*Information provided*
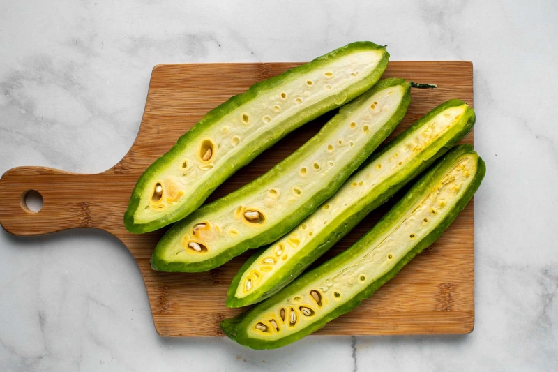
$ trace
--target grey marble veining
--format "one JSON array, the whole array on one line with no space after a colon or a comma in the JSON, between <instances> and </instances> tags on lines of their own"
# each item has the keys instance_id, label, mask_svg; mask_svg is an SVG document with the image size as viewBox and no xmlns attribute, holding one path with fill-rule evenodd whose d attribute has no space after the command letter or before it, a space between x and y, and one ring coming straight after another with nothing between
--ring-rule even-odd
<instances>
[{"instance_id":1,"label":"grey marble veining","mask_svg":"<svg viewBox=\"0 0 558 372\"><path fill-rule=\"evenodd\" d=\"M100 231L0 231L2 371L555 371L558 3L3 1L0 174L97 172L137 132L153 66L305 61L356 40L474 64L474 331L311 336L274 351L163 338L126 248Z\"/></svg>"}]
</instances>

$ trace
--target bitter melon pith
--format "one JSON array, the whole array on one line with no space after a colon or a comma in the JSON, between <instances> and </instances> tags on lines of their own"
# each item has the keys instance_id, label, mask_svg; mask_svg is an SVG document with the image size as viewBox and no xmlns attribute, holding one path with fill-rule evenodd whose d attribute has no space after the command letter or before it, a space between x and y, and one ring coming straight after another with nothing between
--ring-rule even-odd
<instances>
[{"instance_id":1,"label":"bitter melon pith","mask_svg":"<svg viewBox=\"0 0 558 372\"><path fill-rule=\"evenodd\" d=\"M146 232L183 218L287 133L369 89L389 57L384 47L353 43L212 110L140 177L124 216L126 228Z\"/></svg>"},{"instance_id":2,"label":"bitter melon pith","mask_svg":"<svg viewBox=\"0 0 558 372\"><path fill-rule=\"evenodd\" d=\"M365 216L457 144L474 121L473 109L460 100L426 114L372 154L366 166L291 232L256 252L233 279L227 306L255 304L294 280ZM292 245L293 240L299 243Z\"/></svg>"},{"instance_id":3,"label":"bitter melon pith","mask_svg":"<svg viewBox=\"0 0 558 372\"><path fill-rule=\"evenodd\" d=\"M353 246L221 328L241 345L276 348L350 311L442 235L485 172L470 145L455 148Z\"/></svg>"},{"instance_id":4,"label":"bitter melon pith","mask_svg":"<svg viewBox=\"0 0 558 372\"><path fill-rule=\"evenodd\" d=\"M402 79L386 79L341 107L316 135L264 175L176 223L157 244L152 267L207 271L292 230L395 128L407 112L409 89Z\"/></svg>"}]
</instances>

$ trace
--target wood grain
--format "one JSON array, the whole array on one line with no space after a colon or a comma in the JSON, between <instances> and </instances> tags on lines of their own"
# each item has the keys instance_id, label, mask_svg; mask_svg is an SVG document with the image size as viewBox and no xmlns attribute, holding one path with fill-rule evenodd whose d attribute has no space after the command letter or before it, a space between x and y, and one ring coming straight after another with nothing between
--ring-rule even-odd
<instances>
[{"instance_id":1,"label":"wood grain","mask_svg":"<svg viewBox=\"0 0 558 372\"><path fill-rule=\"evenodd\" d=\"M166 274L149 267L151 251L164 232L136 235L123 216L142 172L168 151L207 111L252 84L298 63L160 65L153 70L137 138L111 169L77 174L40 167L20 167L0 179L0 223L17 235L37 235L71 228L95 228L116 236L133 255L143 275L157 332L162 336L222 336L218 322L241 310L225 306L227 288L250 252L209 272ZM435 90L413 89L407 117L390 138L450 98L473 104L470 62L390 62L384 77L434 83ZM211 201L263 174L313 135L330 115L291 133L219 187ZM469 134L465 142L472 143ZM24 208L22 195L36 190L43 209ZM396 199L396 198L395 198ZM354 242L389 207L371 214L321 261ZM433 246L351 313L331 322L321 334L455 334L473 329L473 201Z\"/></svg>"}]
</instances>

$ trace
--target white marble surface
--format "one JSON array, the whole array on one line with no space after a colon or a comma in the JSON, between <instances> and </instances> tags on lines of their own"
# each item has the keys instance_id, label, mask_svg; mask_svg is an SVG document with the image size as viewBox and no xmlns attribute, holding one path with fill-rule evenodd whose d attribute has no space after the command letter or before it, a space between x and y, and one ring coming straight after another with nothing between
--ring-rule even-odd
<instances>
[{"instance_id":1,"label":"white marble surface","mask_svg":"<svg viewBox=\"0 0 558 372\"><path fill-rule=\"evenodd\" d=\"M97 172L137 132L151 68L303 61L356 40L474 64L476 325L452 336L311 336L257 352L159 337L126 248L100 231L0 230L2 371L555 371L558 3L0 3L0 174Z\"/></svg>"}]
</instances>

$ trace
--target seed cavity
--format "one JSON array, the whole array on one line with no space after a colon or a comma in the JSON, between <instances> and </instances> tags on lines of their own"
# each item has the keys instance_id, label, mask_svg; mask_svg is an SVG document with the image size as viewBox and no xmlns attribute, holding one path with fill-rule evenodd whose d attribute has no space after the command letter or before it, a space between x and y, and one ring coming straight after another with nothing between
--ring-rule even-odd
<instances>
[{"instance_id":1,"label":"seed cavity","mask_svg":"<svg viewBox=\"0 0 558 372\"><path fill-rule=\"evenodd\" d=\"M322 293L317 290L312 290L310 291L310 295L312 296L312 298L316 302L316 304L322 307Z\"/></svg>"},{"instance_id":2,"label":"seed cavity","mask_svg":"<svg viewBox=\"0 0 558 372\"><path fill-rule=\"evenodd\" d=\"M282 244L278 244L277 246L273 248L273 253L275 253L275 255L277 257L280 257L281 255L283 254L284 248L285 247Z\"/></svg>"},{"instance_id":3,"label":"seed cavity","mask_svg":"<svg viewBox=\"0 0 558 372\"><path fill-rule=\"evenodd\" d=\"M299 239L292 238L292 237L287 239L287 242L289 243L289 245L293 248L297 248L299 245L301 244L301 241Z\"/></svg>"},{"instance_id":4,"label":"seed cavity","mask_svg":"<svg viewBox=\"0 0 558 372\"><path fill-rule=\"evenodd\" d=\"M160 182L157 182L155 184L155 188L153 191L153 196L151 196L151 200L153 202L159 202L161 198L163 198L163 185L161 185Z\"/></svg>"},{"instance_id":5,"label":"seed cavity","mask_svg":"<svg viewBox=\"0 0 558 372\"><path fill-rule=\"evenodd\" d=\"M267 332L267 326L264 323L257 323L256 325L256 329L262 331L262 332Z\"/></svg>"},{"instance_id":6,"label":"seed cavity","mask_svg":"<svg viewBox=\"0 0 558 372\"><path fill-rule=\"evenodd\" d=\"M273 264L274 265L274 264L276 264L277 262L277 261L276 261L275 258L273 258L272 257L268 257L267 258L264 260L262 261L262 262L264 262L264 264Z\"/></svg>"},{"instance_id":7,"label":"seed cavity","mask_svg":"<svg viewBox=\"0 0 558 372\"><path fill-rule=\"evenodd\" d=\"M199 158L208 162L213 156L213 142L211 140L204 140L199 147Z\"/></svg>"},{"instance_id":8,"label":"seed cavity","mask_svg":"<svg viewBox=\"0 0 558 372\"><path fill-rule=\"evenodd\" d=\"M291 315L290 315L289 319L289 324L290 324L291 325L294 325L295 324L296 324L297 319L298 319L298 317L296 316L296 313L294 312L294 309L292 308L291 309Z\"/></svg>"},{"instance_id":9,"label":"seed cavity","mask_svg":"<svg viewBox=\"0 0 558 372\"><path fill-rule=\"evenodd\" d=\"M271 327L275 328L275 330L278 332L279 326L277 325L277 322L275 321L275 319L271 319L271 320L269 320L269 322L271 324Z\"/></svg>"},{"instance_id":10,"label":"seed cavity","mask_svg":"<svg viewBox=\"0 0 558 372\"><path fill-rule=\"evenodd\" d=\"M203 222L202 223L196 223L194 225L194 228L193 229L192 233L195 235L197 232L197 230L205 228L206 226L207 226L207 225Z\"/></svg>"},{"instance_id":11,"label":"seed cavity","mask_svg":"<svg viewBox=\"0 0 558 372\"><path fill-rule=\"evenodd\" d=\"M284 308L282 308L282 309L281 309L281 310L279 311L279 315L281 317L281 320L282 320L283 322L285 322L285 309L284 309Z\"/></svg>"},{"instance_id":12,"label":"seed cavity","mask_svg":"<svg viewBox=\"0 0 558 372\"><path fill-rule=\"evenodd\" d=\"M315 313L313 310L306 306L301 306L299 308L299 309L301 311L301 313L302 313L304 316L312 316Z\"/></svg>"},{"instance_id":13,"label":"seed cavity","mask_svg":"<svg viewBox=\"0 0 558 372\"><path fill-rule=\"evenodd\" d=\"M201 243L197 243L195 241L190 241L190 243L188 243L188 248L189 248L189 251L190 252L193 251L193 252L195 252L197 253L205 253L206 252L207 252L206 246L205 246L204 244L202 244Z\"/></svg>"},{"instance_id":14,"label":"seed cavity","mask_svg":"<svg viewBox=\"0 0 558 372\"><path fill-rule=\"evenodd\" d=\"M263 223L265 221L264 214L255 209L246 209L242 214L244 219L250 223Z\"/></svg>"}]
</instances>

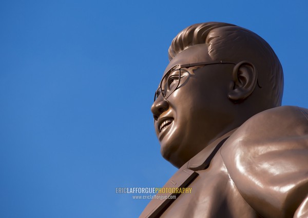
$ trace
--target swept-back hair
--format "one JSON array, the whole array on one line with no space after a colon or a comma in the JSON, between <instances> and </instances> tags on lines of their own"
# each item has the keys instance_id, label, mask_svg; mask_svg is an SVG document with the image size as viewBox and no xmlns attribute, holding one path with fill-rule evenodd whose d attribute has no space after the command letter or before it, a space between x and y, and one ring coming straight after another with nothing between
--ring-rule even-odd
<instances>
[{"instance_id":1,"label":"swept-back hair","mask_svg":"<svg viewBox=\"0 0 308 218\"><path fill-rule=\"evenodd\" d=\"M242 27L224 23L194 24L181 31L169 48L169 60L183 50L198 44L205 44L213 61L254 63L259 72L261 86L270 86L270 101L275 107L281 105L283 72L278 58L271 46L256 33ZM237 60L235 60L237 59Z\"/></svg>"}]
</instances>

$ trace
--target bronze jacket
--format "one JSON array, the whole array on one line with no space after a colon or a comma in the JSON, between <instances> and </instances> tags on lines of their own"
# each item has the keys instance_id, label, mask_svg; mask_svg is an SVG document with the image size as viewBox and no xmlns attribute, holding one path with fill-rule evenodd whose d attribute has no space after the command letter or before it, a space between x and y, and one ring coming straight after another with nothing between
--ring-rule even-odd
<instances>
[{"instance_id":1,"label":"bronze jacket","mask_svg":"<svg viewBox=\"0 0 308 218\"><path fill-rule=\"evenodd\" d=\"M177 197L152 200L140 217L308 217L308 110L283 106L255 115L164 187L192 191L157 194Z\"/></svg>"}]
</instances>

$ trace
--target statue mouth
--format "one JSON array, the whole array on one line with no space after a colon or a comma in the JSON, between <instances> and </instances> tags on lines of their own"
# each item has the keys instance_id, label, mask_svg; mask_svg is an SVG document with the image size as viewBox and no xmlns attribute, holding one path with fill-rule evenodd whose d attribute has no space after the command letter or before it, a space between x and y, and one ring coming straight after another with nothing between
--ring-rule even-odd
<instances>
[{"instance_id":1,"label":"statue mouth","mask_svg":"<svg viewBox=\"0 0 308 218\"><path fill-rule=\"evenodd\" d=\"M162 121L159 122L158 125L158 131L160 133L173 122L173 118L164 117Z\"/></svg>"}]
</instances>

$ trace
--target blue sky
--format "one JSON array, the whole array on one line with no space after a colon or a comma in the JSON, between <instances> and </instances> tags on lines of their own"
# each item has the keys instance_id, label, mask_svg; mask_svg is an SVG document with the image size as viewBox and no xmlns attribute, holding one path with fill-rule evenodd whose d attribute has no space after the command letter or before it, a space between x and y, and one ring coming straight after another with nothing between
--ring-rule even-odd
<instances>
[{"instance_id":1,"label":"blue sky","mask_svg":"<svg viewBox=\"0 0 308 218\"><path fill-rule=\"evenodd\" d=\"M172 39L197 23L247 28L284 72L283 105L308 108L304 1L2 1L0 217L134 217L161 187L150 107Z\"/></svg>"}]
</instances>

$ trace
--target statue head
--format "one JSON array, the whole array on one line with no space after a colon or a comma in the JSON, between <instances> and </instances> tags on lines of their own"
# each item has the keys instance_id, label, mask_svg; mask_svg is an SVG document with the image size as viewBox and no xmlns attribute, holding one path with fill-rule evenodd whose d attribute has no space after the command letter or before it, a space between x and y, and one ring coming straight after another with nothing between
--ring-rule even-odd
<instances>
[{"instance_id":1,"label":"statue head","mask_svg":"<svg viewBox=\"0 0 308 218\"><path fill-rule=\"evenodd\" d=\"M254 115L281 105L280 63L256 34L190 26L173 39L151 110L163 156L177 167Z\"/></svg>"}]
</instances>

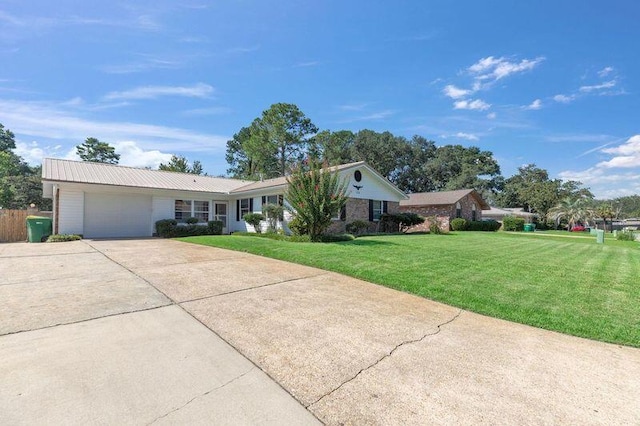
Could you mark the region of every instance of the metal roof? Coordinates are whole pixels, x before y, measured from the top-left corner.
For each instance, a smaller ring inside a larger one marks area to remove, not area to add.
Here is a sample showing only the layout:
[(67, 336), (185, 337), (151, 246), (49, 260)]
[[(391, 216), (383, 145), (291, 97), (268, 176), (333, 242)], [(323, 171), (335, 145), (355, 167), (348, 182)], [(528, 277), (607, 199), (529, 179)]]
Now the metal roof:
[[(357, 163), (348, 163), (348, 164), (341, 164), (339, 166), (332, 166), (332, 167), (329, 167), (329, 169), (331, 171), (341, 171), (341, 170), (349, 169), (351, 167), (361, 166), (363, 164), (365, 164), (364, 161), (358, 161)], [(282, 177), (277, 177), (277, 178), (273, 178), (273, 179), (261, 180), (261, 181), (258, 181), (258, 182), (251, 182), (248, 185), (242, 186), (240, 188), (236, 188), (231, 192), (254, 191), (254, 190), (258, 190), (258, 189), (285, 186), (286, 184), (287, 184), (287, 177), (286, 176), (282, 176)]]
[(455, 204), (465, 196), (471, 194), (480, 204), (483, 210), (489, 209), (489, 205), (474, 189), (458, 189), (457, 191), (419, 192), (409, 194), (408, 200), (400, 201), (401, 206), (442, 206)]
[(56, 158), (44, 159), (42, 180), (225, 194), (250, 183), (250, 181), (239, 179)]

*Given problem*
Copy the stretch from the line containing "Could you mark" through the line containing "Here is a sample", reproducing every line without changes.

*Written reply*
Could you mark the region of every instance of the metal roof? Coordinates are whole pixels, x before y, measured from the top-left corner.
For each instance, a smaller ring inside a larger one marks area to remove, not area to add.
Here is a sample showing only the layout:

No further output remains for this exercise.